--- AVAILABLE RECORDS Enclosed Below ---

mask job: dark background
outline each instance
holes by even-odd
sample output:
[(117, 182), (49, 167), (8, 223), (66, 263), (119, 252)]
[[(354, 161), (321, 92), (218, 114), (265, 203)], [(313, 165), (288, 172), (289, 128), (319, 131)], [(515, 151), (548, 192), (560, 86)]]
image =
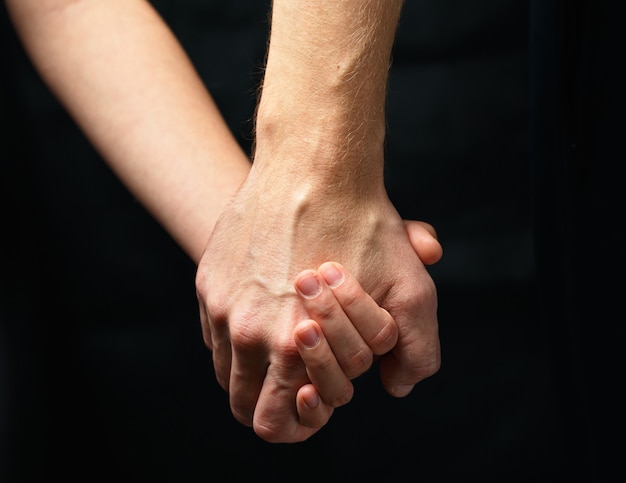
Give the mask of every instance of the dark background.
[[(269, 1), (153, 2), (249, 151)], [(443, 365), (407, 398), (376, 371), (304, 443), (237, 423), (202, 343), (195, 266), (42, 84), (2, 10), (0, 481), (558, 481), (536, 317), (528, 5), (411, 0), (387, 181), (444, 257)]]

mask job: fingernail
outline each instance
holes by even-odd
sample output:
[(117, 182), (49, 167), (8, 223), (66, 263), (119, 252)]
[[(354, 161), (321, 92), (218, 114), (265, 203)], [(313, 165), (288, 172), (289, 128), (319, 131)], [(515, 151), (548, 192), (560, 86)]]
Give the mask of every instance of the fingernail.
[(320, 335), (317, 333), (315, 327), (307, 327), (298, 332), (298, 338), (306, 347), (315, 347), (319, 344)]
[(306, 275), (296, 282), (296, 288), (305, 297), (315, 297), (322, 290), (322, 286), (318, 282), (315, 275)]
[(395, 397), (408, 396), (414, 387), (415, 385), (413, 384), (407, 384), (406, 386), (394, 386), (391, 388), (391, 393)]
[(307, 408), (315, 409), (317, 406), (320, 405), (320, 397), (317, 395), (316, 392), (314, 392), (312, 394), (307, 394), (306, 396), (304, 396), (302, 398), (302, 402), (304, 402), (304, 405)]
[(337, 287), (343, 282), (343, 273), (334, 265), (329, 265), (322, 272), (322, 277), (326, 280), (329, 287)]

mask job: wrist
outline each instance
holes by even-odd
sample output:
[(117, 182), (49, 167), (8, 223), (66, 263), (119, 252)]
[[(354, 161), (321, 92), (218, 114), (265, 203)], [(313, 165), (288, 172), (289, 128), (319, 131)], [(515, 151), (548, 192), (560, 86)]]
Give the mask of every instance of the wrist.
[(357, 155), (322, 131), (274, 136), (257, 145), (249, 176), (266, 190), (336, 201), (363, 201), (384, 192), (382, 145)]
[[(256, 117), (254, 164), (262, 169), (271, 164), (290, 177), (317, 180), (330, 189), (382, 186), (383, 109), (373, 100), (349, 102), (332, 87), (318, 87), (318, 95), (307, 96), (301, 85), (284, 84), (276, 80), (264, 88)], [(326, 94), (319, 95), (320, 90)]]
[(390, 202), (382, 184), (365, 189), (331, 188), (317, 179), (276, 176), (254, 165), (230, 208), (244, 219), (251, 207), (261, 238), (283, 233), (306, 258), (308, 264), (299, 266), (298, 271), (324, 261), (307, 258), (307, 253), (316, 250), (311, 243), (367, 238), (390, 221)]

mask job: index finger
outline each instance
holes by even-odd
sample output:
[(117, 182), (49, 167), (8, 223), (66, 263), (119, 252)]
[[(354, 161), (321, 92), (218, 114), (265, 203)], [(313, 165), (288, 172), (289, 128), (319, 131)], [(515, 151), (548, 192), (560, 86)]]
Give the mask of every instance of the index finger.
[(318, 272), (372, 352), (380, 355), (391, 350), (398, 341), (398, 328), (389, 312), (380, 307), (341, 264), (323, 263)]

--- End of Enclosed AVAILABLE RECORDS ---

EXERCISE OBJECTIVE =>
Copy the listing exactly but drop its images.

ANSWER SECTION =>
mask job: dark background
outline each instance
holes by even-odd
sample output:
[(117, 182), (49, 167), (8, 223), (66, 263), (119, 252)]
[[(354, 161), (321, 92), (218, 114), (265, 203)], [(313, 165), (288, 172), (289, 128), (319, 131)], [(515, 151), (548, 192), (560, 86)]]
image =
Give the mask of every instance of the dark background.
[[(269, 1), (153, 2), (249, 151)], [(443, 365), (407, 398), (376, 371), (304, 443), (237, 423), (202, 343), (195, 266), (42, 84), (2, 10), (0, 481), (558, 481), (536, 317), (528, 5), (411, 0), (387, 181), (444, 257)]]

mask job: fingernail
outline each instance
holes by even-odd
sample output:
[(117, 182), (49, 167), (8, 223), (66, 263), (119, 252)]
[[(354, 161), (321, 92), (218, 114), (265, 203)], [(313, 165), (288, 172), (289, 128), (319, 131)], [(515, 151), (548, 192), (560, 86)]]
Give the mask of every instance of the fingernail.
[(320, 335), (317, 333), (315, 327), (307, 327), (298, 332), (298, 338), (306, 347), (315, 347), (319, 344)]
[(306, 275), (296, 282), (296, 288), (305, 297), (315, 297), (322, 290), (322, 286), (318, 282), (315, 275)]
[(395, 397), (408, 396), (414, 387), (415, 385), (413, 384), (407, 384), (406, 386), (394, 386), (391, 388), (391, 393)]
[(307, 408), (315, 409), (317, 406), (320, 405), (320, 397), (317, 395), (316, 392), (314, 392), (312, 394), (307, 394), (306, 396), (304, 396), (302, 398), (302, 402), (304, 402), (304, 405)]
[(337, 287), (343, 282), (343, 273), (334, 265), (329, 265), (322, 272), (322, 277), (326, 280), (329, 287)]

mask job: wrist
outline each instance
holes by even-odd
sample output:
[(117, 182), (49, 167), (8, 223), (66, 263), (119, 252)]
[[(354, 161), (321, 92), (218, 114), (265, 203)], [(313, 165), (288, 172), (289, 128), (319, 131)], [(515, 151), (548, 192), (560, 86)]]
Give the mask of every instance of the wrist.
[(357, 155), (322, 131), (274, 136), (257, 145), (249, 176), (266, 190), (336, 201), (363, 201), (384, 192), (382, 145)]
[[(256, 117), (254, 164), (262, 169), (271, 164), (290, 177), (317, 180), (330, 189), (382, 186), (383, 109), (373, 100), (349, 102), (332, 87), (318, 87), (318, 95), (307, 96), (301, 85), (284, 84), (276, 80), (264, 88)], [(326, 94), (319, 95), (320, 90)]]
[(390, 202), (382, 184), (365, 189), (331, 188), (317, 179), (276, 176), (254, 165), (230, 208), (244, 219), (251, 207), (261, 238), (283, 233), (306, 258), (308, 264), (299, 266), (298, 271), (324, 261), (307, 258), (307, 253), (316, 250), (311, 243), (367, 238), (390, 221)]

mask job: index finger
outline each instance
holes by even-odd
sample output:
[(117, 182), (49, 167), (8, 223), (66, 263), (119, 252)]
[[(354, 161), (321, 92), (218, 114), (265, 203)], [(313, 165), (288, 172), (289, 128), (319, 131)], [(515, 151), (548, 192), (560, 86)]]
Give the mask of every instance of the index finger.
[(318, 272), (372, 352), (380, 355), (391, 350), (398, 341), (398, 328), (389, 312), (380, 307), (341, 264), (323, 263)]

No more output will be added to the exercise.